Required work —
All records should be reproduced verbatim.

Input rows —

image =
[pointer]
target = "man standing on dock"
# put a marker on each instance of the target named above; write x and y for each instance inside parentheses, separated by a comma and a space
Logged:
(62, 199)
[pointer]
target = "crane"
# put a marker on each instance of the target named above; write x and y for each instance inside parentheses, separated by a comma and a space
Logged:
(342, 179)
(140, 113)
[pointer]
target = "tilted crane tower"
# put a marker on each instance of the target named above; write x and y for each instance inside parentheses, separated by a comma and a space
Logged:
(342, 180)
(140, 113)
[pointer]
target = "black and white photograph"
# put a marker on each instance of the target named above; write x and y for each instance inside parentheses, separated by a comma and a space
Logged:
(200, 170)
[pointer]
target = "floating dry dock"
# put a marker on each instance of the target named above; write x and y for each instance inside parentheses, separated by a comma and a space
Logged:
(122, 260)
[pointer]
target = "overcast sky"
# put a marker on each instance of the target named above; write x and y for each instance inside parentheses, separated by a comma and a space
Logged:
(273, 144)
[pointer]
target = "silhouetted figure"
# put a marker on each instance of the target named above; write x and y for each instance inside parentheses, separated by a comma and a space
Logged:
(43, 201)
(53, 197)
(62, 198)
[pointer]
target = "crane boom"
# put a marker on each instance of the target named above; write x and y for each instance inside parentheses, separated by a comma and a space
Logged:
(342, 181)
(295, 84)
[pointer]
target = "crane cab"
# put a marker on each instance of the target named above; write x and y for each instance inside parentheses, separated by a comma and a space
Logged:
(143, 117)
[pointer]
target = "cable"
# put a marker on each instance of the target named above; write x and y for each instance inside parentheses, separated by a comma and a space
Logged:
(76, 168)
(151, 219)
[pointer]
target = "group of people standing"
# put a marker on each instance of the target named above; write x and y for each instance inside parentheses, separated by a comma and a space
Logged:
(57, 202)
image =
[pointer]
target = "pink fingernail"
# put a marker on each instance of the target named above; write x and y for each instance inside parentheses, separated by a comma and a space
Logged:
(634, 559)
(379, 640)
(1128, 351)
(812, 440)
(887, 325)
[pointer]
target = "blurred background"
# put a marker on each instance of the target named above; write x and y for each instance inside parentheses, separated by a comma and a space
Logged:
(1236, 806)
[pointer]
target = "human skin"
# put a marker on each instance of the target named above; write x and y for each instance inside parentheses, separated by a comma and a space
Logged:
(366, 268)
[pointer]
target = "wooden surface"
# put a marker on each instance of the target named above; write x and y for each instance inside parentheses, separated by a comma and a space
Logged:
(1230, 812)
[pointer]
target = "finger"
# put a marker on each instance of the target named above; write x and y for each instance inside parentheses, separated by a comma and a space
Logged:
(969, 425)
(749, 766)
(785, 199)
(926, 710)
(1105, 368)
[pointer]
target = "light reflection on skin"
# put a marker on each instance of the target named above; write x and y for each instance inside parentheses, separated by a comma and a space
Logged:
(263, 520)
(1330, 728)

Complete response —
image =
[pointer]
target = "man standing on dock"
# put a marker on each instance of the target named above; write x and y for each instance inside parentheses, separated by a comma and a space
Logged:
(62, 199)
[pointer]
target = "crane"
# put a marker on each instance of the target named above; write x and y for each instance inside parentheses, separated by a comma and a space
Logged:
(342, 179)
(140, 113)
[pointer]
target = "tilted crane tower"
# put a marker on each instance of the target named above; write x and y for each instance inside parentheses, separated by a comma and a space
Logged:
(342, 180)
(140, 113)
[pointer]
target = "black and white photograph"
# put a marker on each instance of the target named above; write x and y for each instance inside parentheses, separated by a comma and a space
Logged:
(200, 170)
[pointer]
target = "floating dry dock"
# put a marker on each instance of the target named above; write x and y for each instance inside parentheses, separated by a comma and a space
Logged:
(122, 260)
[pointer]
target = "overcast sky"
# put a marker on each instance of the target named above; write x and y for each instance inside parentheses, separated by a comma and a space
Logged:
(273, 144)
[pointer]
target = "silhouetted figure"
# put a marker on each instance of the target named above; write x and y for each instance inside parentheses, separated by a comma and a space
Logged:
(43, 201)
(53, 197)
(62, 198)
[pointer]
target = "crane boom"
# put a marker on each instance of the target named above; write x and y for each instance inside parentheses, separated by a comma and a space
Logged:
(342, 181)
(295, 84)
[pointer]
target = "crane cab"
# put a marker on each instance of the target named above; write x and y for each instance inside parentheses, separated by a comma and a space
Logged:
(143, 117)
[pointer]
target = "cable"
# put a marker on each instance of the target named above; write x and y for each instance inside parentheses, separated by a comma and a space
Logged:
(76, 168)
(151, 219)
[pointer]
target = "group of people standing"
# put a marker on each instance of the target named above; write x and y for each instance inside parentheses, separated by a comma and a space
Logged:
(57, 202)
image =
[pointer]
target = "pink fingernail"
# put a marker on each instance of the target named above; write x and y for each instance inside parentheses, separated by a comma and a space
Logged:
(634, 559)
(379, 640)
(1128, 351)
(812, 440)
(887, 325)
[pointer]
target = "blurred background"
# put a marker on each instance of the target named above; write x and y for each instance inside parentheses, separated by a comma and a space
Logged:
(1236, 806)
[pointer]
target = "human skin"
# put a marker on each instance of the target named above; write x and y for each instance inside parentheses, separated by a comma and a space
Logged:
(366, 268)
[pointer]
target = "wooden surface"
# put a marker on each instance of the target named above; write x and y for each instance inside parentheses, separated by a comma and a space
Logged:
(1230, 812)
[pointer]
target = "finger"
# put a marker on each instance of the target named above; write x and y for each instance inside parentheses, separated by a comma and a space
Logged:
(969, 425)
(749, 766)
(785, 199)
(926, 710)
(1105, 368)
[pointer]
target = "light reflection on skin"
# put a marker on each instance of the target named above; write x and y for each instance inside parentheses, separated by a comma and a space
Logged:
(263, 520)
(1330, 728)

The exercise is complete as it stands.